>>>>>

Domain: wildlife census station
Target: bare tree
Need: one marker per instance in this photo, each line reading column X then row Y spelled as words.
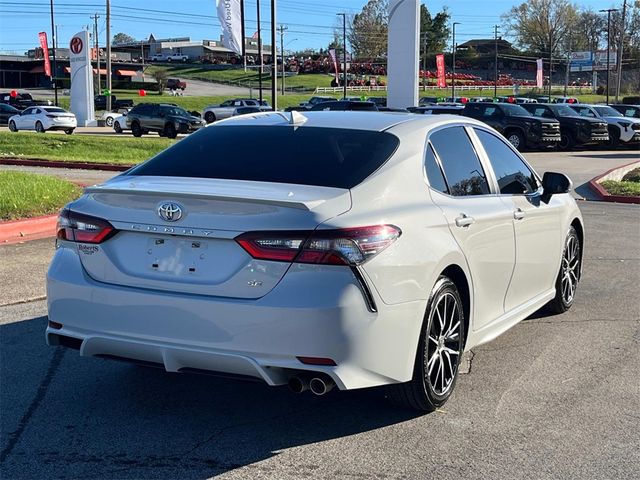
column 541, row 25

<<<<<
>>>>>

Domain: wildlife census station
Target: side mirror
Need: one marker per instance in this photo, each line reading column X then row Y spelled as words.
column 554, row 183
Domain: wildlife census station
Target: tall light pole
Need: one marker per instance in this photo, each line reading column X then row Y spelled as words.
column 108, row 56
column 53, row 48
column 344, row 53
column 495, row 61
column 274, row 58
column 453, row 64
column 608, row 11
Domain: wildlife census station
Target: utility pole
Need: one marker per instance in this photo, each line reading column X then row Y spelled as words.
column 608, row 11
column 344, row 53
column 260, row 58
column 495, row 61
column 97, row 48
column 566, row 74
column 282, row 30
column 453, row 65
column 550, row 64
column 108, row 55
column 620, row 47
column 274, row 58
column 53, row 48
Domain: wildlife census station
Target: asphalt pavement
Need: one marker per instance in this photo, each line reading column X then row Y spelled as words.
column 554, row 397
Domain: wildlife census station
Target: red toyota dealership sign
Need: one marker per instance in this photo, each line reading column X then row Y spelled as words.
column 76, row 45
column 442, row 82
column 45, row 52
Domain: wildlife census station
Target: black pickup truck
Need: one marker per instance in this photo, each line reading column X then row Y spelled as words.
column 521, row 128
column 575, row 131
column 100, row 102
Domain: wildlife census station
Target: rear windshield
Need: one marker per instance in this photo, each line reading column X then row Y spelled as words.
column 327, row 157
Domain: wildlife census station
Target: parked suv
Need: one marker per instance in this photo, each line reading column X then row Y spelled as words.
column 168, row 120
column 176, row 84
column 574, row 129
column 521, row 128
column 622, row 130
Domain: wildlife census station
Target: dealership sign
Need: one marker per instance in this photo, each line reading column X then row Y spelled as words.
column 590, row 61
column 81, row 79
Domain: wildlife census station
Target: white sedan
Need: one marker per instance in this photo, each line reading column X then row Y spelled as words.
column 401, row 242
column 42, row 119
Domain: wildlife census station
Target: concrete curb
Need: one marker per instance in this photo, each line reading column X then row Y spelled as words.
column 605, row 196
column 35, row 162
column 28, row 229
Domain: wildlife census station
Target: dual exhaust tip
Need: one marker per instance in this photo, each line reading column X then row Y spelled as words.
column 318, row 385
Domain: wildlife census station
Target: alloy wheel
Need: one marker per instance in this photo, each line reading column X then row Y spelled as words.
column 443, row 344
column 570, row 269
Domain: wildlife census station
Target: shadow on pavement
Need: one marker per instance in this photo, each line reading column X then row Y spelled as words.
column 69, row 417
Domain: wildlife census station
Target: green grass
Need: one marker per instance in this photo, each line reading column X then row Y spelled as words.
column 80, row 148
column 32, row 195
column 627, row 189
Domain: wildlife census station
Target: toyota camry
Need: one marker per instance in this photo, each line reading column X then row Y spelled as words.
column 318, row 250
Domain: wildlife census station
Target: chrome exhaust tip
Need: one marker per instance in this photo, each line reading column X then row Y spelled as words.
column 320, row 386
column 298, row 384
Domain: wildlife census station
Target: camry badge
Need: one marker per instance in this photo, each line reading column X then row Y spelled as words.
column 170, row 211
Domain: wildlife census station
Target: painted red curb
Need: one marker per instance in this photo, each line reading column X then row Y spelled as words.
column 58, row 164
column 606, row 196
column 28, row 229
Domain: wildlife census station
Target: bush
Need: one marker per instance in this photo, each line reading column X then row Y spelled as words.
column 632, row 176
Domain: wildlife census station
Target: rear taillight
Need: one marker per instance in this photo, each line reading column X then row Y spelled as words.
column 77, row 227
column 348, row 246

<<<<<
>>>>>

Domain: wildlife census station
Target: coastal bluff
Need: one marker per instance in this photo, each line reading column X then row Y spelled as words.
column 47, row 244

<<<<<

### TASK TO CARRY OUT
From the records above, print only the lines between the one holding "Target: green grass" and the one holding "Target: bush", inclusive, exactly as they stand.

### TASK RESPONSE
Target: green grass
Need: one marker per instance in this photo, each line reading column X then row Y spelled as words.
column 80, row 148
column 32, row 195
column 627, row 189
Domain: wildlife census station
Target: toyota camry
Need: one marker per instance in this photo, each line reading column X then row Y spelled as words.
column 318, row 250
Domain: wildlife census station
Target: chrome exhaust tip
Need: one marker per instance in this photo, each line reading column X then row Y spelled as words.
column 320, row 386
column 298, row 384
Domain: wildlife census station
Target: camry badge
Need: one marker per instance in this photo, each line reading column X then row Y spelled as words.
column 170, row 211
Domain: wildlife census station
Target: painted red curb
Need: one marker per instance in this photo, each line reading column X then row Y spelled as words.
column 58, row 164
column 606, row 196
column 28, row 229
Domain: wildlife census station
Target: bush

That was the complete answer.